Copy the material between the lines holding "Where can you see the large" and "<point>287,2</point>", inclusive, swapping "large white house" for "big white house" and leaving everything else the same.

◆ DATA PROVIDED
● ● ●

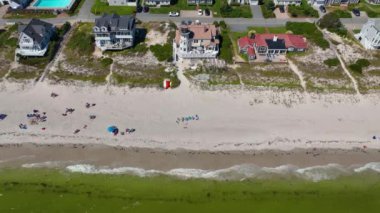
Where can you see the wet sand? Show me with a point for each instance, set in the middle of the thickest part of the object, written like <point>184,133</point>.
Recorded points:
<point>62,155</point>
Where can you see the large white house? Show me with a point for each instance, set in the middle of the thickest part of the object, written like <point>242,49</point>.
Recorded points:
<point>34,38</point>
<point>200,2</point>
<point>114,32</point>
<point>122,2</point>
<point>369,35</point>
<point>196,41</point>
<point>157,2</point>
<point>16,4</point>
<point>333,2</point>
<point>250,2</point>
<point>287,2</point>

● ● ●

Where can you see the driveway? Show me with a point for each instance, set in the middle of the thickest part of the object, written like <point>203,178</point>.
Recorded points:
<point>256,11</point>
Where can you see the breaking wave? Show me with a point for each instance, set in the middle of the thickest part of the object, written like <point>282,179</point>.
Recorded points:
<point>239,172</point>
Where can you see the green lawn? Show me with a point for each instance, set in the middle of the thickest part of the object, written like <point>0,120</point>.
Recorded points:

● ● ●

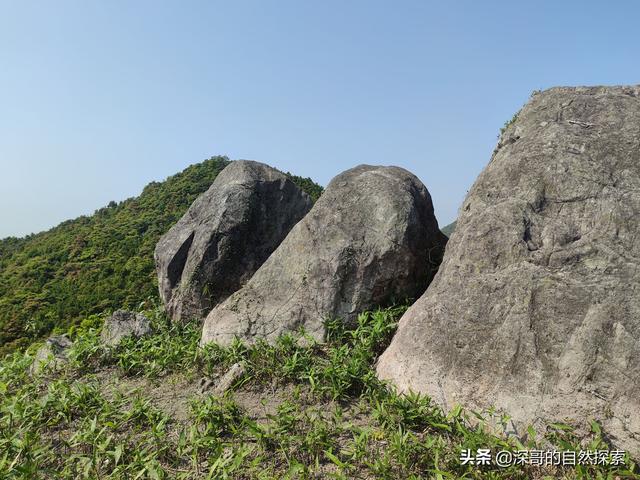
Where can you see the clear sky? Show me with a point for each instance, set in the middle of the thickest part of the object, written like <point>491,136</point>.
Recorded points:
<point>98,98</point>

● ● ●

◆ WRITTEN ANSWER
Where can you see the big white house? Show me with a point for each instance, set in the middle of the thickest part of the object, written like <point>242,49</point>.
Recorded points:
<point>34,38</point>
<point>200,2</point>
<point>114,32</point>
<point>122,2</point>
<point>369,35</point>
<point>196,41</point>
<point>157,2</point>
<point>16,4</point>
<point>333,2</point>
<point>250,2</point>
<point>287,2</point>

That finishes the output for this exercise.